Please return, word for word, the stretch of the listing below from the line containing "the aircraft nose." through the end of the listing.

(Point annotation dataset records)
>>>

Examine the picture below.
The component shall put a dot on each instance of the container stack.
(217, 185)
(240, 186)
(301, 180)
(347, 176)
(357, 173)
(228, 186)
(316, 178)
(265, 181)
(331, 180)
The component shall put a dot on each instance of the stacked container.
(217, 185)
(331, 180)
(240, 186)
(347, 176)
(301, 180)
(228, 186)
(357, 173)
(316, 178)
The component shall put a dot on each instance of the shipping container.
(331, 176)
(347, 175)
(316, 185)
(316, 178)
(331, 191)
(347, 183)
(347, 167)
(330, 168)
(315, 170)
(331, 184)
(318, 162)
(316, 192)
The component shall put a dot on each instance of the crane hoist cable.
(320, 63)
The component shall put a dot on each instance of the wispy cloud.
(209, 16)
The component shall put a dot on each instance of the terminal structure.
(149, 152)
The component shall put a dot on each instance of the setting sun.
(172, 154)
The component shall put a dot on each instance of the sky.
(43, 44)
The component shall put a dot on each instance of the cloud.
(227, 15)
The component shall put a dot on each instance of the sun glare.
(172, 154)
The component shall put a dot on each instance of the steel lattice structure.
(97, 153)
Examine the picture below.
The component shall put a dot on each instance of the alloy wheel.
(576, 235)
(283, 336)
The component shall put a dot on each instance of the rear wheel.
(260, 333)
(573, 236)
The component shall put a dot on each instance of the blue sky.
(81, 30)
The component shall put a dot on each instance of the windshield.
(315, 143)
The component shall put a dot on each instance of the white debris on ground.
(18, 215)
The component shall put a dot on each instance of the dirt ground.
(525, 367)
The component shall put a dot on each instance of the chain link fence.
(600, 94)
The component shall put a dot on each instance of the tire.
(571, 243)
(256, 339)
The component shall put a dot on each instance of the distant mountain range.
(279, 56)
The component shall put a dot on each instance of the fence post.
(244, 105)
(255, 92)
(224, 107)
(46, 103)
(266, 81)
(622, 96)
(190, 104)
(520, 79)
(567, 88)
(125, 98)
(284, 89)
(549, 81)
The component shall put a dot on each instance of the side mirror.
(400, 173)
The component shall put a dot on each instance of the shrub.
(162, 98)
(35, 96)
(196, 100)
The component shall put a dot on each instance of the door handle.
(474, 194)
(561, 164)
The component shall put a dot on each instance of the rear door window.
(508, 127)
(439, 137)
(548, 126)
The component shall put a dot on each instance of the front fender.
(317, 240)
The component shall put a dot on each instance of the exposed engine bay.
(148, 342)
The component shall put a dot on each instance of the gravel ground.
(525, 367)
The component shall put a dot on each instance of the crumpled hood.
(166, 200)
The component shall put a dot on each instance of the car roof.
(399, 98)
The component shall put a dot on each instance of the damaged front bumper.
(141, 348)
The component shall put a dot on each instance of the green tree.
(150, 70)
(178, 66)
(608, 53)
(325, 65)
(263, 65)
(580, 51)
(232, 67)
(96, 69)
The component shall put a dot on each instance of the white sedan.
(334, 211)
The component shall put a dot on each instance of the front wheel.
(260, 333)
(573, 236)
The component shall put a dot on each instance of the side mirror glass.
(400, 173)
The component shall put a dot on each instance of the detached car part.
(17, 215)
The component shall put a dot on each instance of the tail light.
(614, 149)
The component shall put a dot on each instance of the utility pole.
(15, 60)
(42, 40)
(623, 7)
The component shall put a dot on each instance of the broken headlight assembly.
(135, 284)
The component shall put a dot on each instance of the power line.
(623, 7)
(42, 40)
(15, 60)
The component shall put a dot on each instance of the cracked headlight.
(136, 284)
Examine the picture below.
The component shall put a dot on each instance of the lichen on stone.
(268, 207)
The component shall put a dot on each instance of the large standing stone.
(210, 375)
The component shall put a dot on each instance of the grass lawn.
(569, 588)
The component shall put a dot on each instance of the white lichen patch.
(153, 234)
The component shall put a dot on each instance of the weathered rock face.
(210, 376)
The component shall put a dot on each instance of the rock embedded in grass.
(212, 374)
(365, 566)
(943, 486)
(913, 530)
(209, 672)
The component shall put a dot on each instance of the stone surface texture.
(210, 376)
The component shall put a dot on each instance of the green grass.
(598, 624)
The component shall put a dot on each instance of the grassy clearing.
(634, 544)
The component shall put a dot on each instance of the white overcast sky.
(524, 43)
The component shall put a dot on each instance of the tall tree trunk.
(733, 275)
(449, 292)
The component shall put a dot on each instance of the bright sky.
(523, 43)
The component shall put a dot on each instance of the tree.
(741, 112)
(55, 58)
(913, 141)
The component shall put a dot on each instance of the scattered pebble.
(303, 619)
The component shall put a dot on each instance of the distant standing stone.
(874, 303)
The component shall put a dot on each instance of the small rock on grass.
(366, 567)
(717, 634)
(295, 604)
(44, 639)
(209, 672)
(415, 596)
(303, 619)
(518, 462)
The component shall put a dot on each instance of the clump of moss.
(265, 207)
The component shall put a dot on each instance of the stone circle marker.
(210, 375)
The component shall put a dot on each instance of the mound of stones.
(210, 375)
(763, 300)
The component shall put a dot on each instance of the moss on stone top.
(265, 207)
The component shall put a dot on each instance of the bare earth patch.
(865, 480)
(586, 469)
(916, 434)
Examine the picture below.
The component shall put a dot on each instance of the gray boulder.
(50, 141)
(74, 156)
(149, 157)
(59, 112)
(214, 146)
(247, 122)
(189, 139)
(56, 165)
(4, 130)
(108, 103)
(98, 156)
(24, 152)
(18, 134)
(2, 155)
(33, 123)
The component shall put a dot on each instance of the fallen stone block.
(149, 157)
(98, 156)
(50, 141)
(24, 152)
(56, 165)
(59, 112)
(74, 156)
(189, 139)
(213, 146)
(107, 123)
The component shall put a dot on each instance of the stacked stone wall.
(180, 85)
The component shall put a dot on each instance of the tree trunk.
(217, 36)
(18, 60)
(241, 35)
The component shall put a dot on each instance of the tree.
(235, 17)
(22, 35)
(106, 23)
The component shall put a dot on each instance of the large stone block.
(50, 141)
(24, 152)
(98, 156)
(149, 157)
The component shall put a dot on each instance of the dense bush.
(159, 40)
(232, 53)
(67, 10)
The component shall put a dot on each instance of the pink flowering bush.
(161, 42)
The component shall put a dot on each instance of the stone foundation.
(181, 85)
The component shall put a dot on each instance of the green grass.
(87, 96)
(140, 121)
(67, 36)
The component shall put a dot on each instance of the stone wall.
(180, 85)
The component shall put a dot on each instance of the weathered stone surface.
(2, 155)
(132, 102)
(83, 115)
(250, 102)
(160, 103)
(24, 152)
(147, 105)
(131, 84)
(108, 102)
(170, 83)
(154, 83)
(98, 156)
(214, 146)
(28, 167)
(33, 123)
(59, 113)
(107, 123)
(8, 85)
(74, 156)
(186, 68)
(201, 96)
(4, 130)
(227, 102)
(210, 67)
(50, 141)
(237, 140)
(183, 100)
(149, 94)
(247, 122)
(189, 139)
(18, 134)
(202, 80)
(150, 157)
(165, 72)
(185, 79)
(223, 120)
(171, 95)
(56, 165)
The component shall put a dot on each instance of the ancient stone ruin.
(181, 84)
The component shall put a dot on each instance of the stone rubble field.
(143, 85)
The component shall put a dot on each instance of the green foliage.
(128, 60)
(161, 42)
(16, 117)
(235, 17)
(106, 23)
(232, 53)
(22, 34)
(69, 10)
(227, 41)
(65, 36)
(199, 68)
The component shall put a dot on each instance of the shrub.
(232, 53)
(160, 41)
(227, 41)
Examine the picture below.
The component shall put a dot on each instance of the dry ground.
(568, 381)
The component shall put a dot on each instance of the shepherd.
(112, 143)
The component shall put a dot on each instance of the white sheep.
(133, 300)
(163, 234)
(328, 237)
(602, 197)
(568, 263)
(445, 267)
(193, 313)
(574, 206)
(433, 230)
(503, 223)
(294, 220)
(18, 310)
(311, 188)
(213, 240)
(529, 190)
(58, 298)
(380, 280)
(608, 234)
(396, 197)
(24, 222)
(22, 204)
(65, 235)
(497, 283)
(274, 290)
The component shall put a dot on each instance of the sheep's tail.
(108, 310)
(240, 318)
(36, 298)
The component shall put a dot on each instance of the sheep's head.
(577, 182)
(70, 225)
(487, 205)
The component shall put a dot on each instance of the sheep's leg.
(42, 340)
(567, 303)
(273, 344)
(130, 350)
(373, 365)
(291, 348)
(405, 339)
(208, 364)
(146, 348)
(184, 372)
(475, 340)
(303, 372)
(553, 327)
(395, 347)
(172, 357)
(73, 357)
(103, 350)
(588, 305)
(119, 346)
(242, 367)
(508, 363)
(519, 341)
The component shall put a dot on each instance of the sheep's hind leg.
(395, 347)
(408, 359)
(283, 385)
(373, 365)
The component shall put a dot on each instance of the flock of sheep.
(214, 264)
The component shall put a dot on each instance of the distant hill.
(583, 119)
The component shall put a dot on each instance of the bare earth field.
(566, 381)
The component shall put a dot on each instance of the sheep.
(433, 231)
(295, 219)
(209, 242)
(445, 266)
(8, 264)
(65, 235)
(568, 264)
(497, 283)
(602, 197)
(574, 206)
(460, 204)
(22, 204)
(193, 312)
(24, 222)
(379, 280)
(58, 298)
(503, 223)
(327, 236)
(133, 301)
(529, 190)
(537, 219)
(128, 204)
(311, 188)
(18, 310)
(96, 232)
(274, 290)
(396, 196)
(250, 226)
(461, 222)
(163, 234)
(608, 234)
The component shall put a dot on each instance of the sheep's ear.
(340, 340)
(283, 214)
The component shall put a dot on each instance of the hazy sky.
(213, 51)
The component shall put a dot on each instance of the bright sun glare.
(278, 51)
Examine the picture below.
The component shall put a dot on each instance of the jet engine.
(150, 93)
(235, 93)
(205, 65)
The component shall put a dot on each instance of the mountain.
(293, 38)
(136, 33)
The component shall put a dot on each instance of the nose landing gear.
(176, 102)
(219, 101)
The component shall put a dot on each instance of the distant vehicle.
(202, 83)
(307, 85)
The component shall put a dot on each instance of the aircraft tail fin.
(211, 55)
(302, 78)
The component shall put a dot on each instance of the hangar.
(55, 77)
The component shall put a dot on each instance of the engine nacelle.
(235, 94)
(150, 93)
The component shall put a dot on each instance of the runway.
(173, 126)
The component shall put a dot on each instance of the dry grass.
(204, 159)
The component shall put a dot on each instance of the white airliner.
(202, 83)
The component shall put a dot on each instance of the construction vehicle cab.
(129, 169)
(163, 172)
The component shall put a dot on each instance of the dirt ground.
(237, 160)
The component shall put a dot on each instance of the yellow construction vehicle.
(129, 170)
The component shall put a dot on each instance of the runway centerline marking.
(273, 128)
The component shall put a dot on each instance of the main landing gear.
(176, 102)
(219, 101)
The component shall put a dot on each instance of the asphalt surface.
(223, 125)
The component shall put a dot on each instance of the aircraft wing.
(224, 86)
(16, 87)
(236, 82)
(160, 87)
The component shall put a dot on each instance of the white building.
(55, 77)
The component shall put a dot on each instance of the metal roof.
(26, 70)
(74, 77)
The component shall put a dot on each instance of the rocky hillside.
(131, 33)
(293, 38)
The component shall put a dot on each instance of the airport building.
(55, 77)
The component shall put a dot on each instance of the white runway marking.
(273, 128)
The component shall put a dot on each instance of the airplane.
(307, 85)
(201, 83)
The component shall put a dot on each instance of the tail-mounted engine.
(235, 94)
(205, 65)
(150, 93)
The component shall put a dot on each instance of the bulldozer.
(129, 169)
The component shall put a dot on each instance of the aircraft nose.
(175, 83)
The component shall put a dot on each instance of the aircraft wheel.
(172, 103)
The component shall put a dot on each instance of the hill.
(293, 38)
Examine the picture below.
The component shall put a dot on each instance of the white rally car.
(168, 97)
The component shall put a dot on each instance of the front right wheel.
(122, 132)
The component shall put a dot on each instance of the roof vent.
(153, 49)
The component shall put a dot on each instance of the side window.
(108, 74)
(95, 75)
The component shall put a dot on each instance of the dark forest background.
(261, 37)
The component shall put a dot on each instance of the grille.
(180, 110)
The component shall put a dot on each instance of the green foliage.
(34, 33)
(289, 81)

<<<

> [PROBLEM SOLUTION]:
The component shall put a dot on each instance of the aircraft nose.
(175, 83)
The component shall put a dot on each instance of the aircraft wheel.
(172, 103)
The component shall put a dot on each instance of the hill.
(293, 38)
Examine the picture below.
The component shall put a dot on each instance of the white rally car.
(168, 97)
The component shall put a dot on each instance of the front right wheel.
(122, 132)
The component shall put a dot on each instance of the roof vent.
(153, 49)
The component shall put a dot on each instance of the side window.
(108, 74)
(95, 75)
The component shall put a dot on each instance of the dark forest background.
(261, 37)
The component shall put a dot on each instance of the grille.
(180, 110)
The component shall put a dot on each instance of the green foliage.
(34, 33)
(289, 81)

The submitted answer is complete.